Task details: Reproduce the line that holds "Exercise. Mark the circular" together with all the lines after it up to the end of the entries.

───── Data supplied ─────

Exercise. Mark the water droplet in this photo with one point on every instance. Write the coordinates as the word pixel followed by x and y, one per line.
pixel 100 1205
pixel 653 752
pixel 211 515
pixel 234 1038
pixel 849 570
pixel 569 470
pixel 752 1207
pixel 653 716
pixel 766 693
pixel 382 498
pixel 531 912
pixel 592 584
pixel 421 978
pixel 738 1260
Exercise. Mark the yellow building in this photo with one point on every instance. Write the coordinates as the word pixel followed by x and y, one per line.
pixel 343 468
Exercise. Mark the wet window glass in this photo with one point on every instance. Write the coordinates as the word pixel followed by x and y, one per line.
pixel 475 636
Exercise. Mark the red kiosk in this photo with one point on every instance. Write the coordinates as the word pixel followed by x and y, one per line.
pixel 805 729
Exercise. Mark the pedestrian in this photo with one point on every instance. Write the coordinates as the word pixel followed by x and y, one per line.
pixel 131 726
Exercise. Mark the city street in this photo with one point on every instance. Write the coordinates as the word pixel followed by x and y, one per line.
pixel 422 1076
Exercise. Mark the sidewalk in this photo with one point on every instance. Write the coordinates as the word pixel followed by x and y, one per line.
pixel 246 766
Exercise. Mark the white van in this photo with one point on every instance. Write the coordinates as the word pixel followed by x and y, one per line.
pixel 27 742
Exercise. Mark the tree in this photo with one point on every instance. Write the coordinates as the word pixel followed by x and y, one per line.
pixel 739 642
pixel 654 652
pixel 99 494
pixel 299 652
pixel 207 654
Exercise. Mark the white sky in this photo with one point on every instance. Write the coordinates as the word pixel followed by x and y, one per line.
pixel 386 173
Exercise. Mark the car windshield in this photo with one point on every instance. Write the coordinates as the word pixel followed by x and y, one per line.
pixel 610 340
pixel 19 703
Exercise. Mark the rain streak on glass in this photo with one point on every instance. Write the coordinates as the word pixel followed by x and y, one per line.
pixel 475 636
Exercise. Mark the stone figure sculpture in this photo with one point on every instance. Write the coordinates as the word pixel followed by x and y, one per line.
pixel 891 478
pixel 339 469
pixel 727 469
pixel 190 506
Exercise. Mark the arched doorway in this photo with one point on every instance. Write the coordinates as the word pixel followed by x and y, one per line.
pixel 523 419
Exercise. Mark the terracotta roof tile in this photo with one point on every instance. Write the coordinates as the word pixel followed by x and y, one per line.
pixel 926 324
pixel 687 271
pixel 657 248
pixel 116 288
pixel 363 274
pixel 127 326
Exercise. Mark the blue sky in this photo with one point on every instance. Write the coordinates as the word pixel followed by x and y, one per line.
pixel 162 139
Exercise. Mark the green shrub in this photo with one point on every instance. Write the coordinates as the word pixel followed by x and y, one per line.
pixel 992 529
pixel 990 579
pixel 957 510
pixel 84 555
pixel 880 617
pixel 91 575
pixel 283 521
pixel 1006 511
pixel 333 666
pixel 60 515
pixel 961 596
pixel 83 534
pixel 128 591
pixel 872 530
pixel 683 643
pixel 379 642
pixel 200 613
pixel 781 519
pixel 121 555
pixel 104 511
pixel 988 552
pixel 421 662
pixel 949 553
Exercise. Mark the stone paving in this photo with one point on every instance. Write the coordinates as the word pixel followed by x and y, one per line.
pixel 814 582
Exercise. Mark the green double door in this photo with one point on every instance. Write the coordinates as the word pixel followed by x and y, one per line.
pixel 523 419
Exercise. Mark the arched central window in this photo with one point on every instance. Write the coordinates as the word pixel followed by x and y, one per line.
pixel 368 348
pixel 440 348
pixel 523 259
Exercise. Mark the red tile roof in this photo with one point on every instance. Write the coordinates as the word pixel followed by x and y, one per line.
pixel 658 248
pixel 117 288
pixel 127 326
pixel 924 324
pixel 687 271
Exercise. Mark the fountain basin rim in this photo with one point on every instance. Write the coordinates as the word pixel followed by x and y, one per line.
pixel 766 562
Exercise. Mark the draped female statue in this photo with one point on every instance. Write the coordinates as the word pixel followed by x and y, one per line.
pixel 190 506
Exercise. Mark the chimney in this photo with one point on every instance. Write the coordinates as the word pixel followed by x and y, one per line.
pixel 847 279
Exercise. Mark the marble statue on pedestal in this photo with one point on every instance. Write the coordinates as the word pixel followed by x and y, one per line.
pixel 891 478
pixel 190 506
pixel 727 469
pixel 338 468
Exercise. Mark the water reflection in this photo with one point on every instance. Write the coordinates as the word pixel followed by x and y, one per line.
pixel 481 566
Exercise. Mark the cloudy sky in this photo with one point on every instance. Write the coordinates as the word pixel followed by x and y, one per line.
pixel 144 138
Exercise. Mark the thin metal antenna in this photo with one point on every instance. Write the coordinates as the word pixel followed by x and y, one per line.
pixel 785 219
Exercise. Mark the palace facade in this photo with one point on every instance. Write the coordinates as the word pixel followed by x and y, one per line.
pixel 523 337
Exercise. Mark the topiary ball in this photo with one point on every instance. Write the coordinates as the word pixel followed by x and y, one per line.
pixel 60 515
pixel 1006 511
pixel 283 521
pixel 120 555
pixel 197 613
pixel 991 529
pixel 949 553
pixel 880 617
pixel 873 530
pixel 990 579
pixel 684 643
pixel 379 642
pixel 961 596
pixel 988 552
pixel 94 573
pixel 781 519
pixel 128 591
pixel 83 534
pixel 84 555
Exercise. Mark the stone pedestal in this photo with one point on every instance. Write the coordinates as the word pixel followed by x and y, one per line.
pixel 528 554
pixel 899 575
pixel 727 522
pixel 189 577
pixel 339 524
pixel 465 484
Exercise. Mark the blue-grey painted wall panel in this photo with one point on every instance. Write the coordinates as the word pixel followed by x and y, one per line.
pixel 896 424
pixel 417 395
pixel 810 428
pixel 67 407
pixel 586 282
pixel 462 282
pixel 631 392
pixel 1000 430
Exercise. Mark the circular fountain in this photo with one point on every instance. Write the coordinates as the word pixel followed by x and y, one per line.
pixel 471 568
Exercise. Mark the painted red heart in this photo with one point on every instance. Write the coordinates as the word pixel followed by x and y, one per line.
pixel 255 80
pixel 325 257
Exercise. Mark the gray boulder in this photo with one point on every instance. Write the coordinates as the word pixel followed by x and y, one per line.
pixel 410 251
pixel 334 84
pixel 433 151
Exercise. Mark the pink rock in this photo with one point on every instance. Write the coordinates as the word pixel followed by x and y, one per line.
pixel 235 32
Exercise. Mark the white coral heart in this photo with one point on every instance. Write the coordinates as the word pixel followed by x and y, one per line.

─────

Reply to the task:
Exercise. Mark the circular fountain in this photo with one point on every instance. Write the coordinates as the word pixel followed by x and y, one per line.
pixel 471 568
Exercise. Mark the painted red heart in this photo with one point on every instance. Write the coordinates as the word pixel followed by x and y, one per line.
pixel 255 80
pixel 325 257
Exercise. Mark the gray boulder in this photo with one point on every instance. Write the coordinates as the word pixel followed by x and y, one per line.
pixel 410 251
pixel 334 84
pixel 433 151
Exercise. Mark the pink rock in this photo with one point on every instance. Write the coordinates as the word pixel followed by x and y, one per line.
pixel 235 32
Exercise. Mark the white coral heart in this photo with one point on every instance. Write the coordinates as the word pixel followed by x and y, one per line.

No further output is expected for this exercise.